The problem: Transcribe each entry so that it matches the original exactly.

(Point localization data)
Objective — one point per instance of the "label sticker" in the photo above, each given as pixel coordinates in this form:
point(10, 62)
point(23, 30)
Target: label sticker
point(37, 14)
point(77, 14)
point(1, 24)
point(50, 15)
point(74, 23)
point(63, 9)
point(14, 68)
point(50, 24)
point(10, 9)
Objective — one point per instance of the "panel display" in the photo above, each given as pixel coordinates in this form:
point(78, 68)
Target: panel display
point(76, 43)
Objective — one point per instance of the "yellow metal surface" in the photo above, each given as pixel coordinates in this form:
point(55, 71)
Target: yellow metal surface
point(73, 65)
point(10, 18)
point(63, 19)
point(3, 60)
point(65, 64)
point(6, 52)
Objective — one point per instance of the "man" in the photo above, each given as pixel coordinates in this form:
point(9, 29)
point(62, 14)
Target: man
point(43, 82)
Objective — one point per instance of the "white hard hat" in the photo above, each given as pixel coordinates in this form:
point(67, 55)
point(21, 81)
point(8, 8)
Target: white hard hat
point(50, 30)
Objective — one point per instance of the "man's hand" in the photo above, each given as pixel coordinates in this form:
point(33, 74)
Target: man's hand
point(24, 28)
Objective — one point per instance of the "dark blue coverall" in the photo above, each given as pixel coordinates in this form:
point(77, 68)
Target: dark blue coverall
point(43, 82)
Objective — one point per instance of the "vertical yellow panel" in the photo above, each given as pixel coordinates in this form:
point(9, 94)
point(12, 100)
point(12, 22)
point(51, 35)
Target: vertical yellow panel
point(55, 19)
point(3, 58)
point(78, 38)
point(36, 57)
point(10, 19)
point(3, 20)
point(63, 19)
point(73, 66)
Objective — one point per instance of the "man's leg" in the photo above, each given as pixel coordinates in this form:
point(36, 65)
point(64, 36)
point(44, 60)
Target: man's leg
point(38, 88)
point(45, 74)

Result of the task:
Objective — one point per instance of the "label sticker" in the photo above, each given as pixel coordinates in this form:
point(10, 62)
point(23, 30)
Target: label sticker
point(37, 14)
point(77, 14)
point(1, 24)
point(50, 15)
point(74, 23)
point(63, 9)
point(14, 68)
point(50, 24)
point(10, 9)
Objective — one point per instance of the "panel display" in the photo above, each given as pixel coordinates in this form:
point(78, 68)
Target: panel display
point(76, 43)
Objective — one point per instance of the "yellow metal surface" in the photo above, each given as pixel coordinates in this form:
point(55, 71)
Target: yellow metal surface
point(73, 65)
point(10, 18)
point(63, 19)
point(3, 60)
point(65, 64)
point(6, 52)
Objective — one point per instance of the "man" in the photo above, each given as pixel coordinates in this form:
point(9, 29)
point(62, 14)
Target: man
point(43, 82)
Objective — one point per instance of the "white hard hat" in the photo above, each given as pixel coordinates in this form:
point(67, 55)
point(21, 81)
point(8, 8)
Target: white hard hat
point(50, 30)
Objective — one point per instance of the "man's hand" in the photo above, each given as pixel coordinates in this form:
point(33, 74)
Target: man's hand
point(24, 28)
Objective — one point per instance of the "dark blue coverall" in the photo above, each given as pixel coordinates in this form:
point(77, 68)
Target: dark blue coverall
point(43, 82)
Objective — one point per instance of the "vertical yellow panel" in the photo above, each given as pixel coordinates in this form:
point(9, 94)
point(12, 100)
point(12, 22)
point(51, 35)
Target: vertical yellow panel
point(55, 19)
point(3, 58)
point(78, 38)
point(36, 57)
point(10, 19)
point(3, 20)
point(63, 19)
point(73, 66)
Objective — one point per instance of the "man's leg" in the photo above, each given as pixel coordinates in this form:
point(36, 65)
point(64, 36)
point(44, 60)
Target: man's leg
point(38, 88)
point(45, 74)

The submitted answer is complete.